=== Records for this task ===
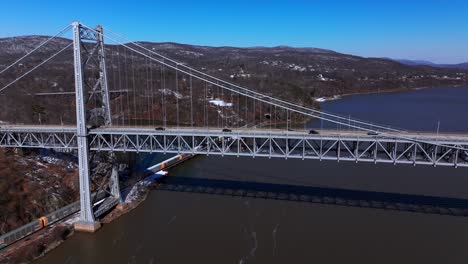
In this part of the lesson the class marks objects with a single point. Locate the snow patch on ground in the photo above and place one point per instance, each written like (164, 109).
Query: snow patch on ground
(221, 103)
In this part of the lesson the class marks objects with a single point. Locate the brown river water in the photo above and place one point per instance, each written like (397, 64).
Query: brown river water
(187, 226)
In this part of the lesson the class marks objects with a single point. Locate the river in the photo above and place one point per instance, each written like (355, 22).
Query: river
(181, 226)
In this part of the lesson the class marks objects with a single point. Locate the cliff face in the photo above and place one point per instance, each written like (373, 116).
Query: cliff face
(33, 184)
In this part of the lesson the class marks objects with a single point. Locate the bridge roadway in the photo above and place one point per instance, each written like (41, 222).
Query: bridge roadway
(389, 147)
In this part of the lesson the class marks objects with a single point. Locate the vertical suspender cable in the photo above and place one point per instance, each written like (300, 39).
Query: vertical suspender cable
(177, 95)
(191, 100)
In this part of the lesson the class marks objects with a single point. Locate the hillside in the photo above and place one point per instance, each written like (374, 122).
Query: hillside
(295, 74)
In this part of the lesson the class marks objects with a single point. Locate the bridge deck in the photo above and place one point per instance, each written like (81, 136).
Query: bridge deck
(389, 147)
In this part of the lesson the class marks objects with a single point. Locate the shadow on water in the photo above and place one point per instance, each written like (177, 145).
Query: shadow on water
(320, 195)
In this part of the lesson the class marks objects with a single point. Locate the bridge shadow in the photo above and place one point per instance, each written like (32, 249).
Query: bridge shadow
(318, 195)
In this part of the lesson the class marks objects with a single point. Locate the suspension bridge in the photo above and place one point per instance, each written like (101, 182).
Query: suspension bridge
(127, 97)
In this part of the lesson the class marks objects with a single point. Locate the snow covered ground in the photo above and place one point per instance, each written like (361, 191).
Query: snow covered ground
(221, 103)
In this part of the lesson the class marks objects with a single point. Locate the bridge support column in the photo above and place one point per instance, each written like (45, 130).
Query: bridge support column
(87, 222)
(114, 182)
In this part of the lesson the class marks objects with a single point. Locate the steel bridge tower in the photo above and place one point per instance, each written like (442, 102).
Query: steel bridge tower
(88, 53)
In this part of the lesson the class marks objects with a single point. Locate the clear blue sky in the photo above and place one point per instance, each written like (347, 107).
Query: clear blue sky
(435, 30)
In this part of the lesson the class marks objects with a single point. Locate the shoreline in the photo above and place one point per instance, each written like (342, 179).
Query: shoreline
(38, 244)
(396, 90)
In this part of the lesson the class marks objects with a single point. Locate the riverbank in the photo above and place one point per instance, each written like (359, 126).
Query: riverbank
(397, 90)
(40, 243)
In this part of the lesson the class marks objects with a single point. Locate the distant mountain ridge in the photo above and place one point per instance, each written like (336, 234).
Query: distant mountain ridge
(463, 65)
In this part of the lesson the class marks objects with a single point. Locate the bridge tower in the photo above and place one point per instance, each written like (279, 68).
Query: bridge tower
(88, 53)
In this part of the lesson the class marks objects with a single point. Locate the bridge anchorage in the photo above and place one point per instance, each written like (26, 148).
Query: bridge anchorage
(198, 113)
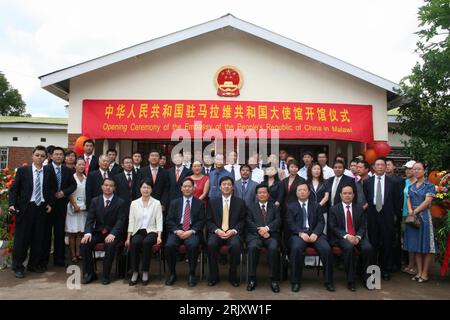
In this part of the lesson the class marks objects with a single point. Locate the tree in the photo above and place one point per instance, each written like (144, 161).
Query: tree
(11, 103)
(425, 113)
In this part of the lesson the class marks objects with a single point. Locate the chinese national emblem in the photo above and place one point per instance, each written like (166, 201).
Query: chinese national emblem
(228, 81)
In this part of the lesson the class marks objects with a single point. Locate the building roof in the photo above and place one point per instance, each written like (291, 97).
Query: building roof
(58, 82)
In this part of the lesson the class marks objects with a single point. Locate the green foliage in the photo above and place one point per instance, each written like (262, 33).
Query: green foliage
(425, 113)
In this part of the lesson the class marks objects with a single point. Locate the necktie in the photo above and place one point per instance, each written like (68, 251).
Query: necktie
(378, 198)
(264, 212)
(226, 216)
(187, 216)
(333, 189)
(86, 169)
(37, 188)
(350, 228)
(58, 178)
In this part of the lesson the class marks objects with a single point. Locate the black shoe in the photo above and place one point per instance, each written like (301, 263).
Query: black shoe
(351, 286)
(192, 281)
(88, 278)
(19, 274)
(295, 287)
(275, 286)
(251, 285)
(330, 287)
(171, 279)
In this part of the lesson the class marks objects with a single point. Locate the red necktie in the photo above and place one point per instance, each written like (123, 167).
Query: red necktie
(350, 228)
(187, 216)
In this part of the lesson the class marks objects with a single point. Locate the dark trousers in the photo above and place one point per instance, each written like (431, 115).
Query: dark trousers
(297, 247)
(192, 245)
(381, 235)
(273, 258)
(349, 254)
(55, 226)
(235, 249)
(141, 244)
(29, 232)
(110, 250)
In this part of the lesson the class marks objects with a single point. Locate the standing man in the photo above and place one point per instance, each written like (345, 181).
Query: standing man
(245, 188)
(306, 224)
(383, 205)
(56, 220)
(31, 199)
(185, 222)
(263, 230)
(348, 224)
(89, 157)
(225, 223)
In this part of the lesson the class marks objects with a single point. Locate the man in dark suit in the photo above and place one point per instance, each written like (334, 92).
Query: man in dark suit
(384, 203)
(177, 174)
(90, 159)
(225, 224)
(31, 200)
(348, 224)
(159, 178)
(306, 222)
(336, 183)
(185, 223)
(95, 179)
(114, 168)
(56, 220)
(245, 188)
(104, 223)
(263, 229)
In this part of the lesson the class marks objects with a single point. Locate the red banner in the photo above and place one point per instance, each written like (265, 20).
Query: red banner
(158, 119)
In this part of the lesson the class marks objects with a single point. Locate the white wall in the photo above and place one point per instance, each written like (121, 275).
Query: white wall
(186, 71)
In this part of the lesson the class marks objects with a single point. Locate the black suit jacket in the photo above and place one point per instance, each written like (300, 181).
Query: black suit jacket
(160, 188)
(255, 220)
(237, 211)
(21, 190)
(343, 182)
(392, 199)
(338, 221)
(175, 186)
(122, 189)
(176, 212)
(68, 183)
(94, 185)
(111, 218)
(294, 218)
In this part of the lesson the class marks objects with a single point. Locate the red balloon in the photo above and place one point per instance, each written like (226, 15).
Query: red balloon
(370, 155)
(382, 148)
(78, 147)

=== To do ===
Reproduce exactly the lines above from the line with "Query: necktie" to the line with "like (301, 263).", including both, and add nothing.

=== Result for this exercise ===
Query: necktie
(378, 198)
(264, 212)
(226, 216)
(187, 216)
(333, 189)
(86, 169)
(37, 188)
(350, 228)
(58, 178)
In this part of the lesson the class marks objects with a single point. Locate the black shoe in the photo above and place one point per instance, each written like (301, 263).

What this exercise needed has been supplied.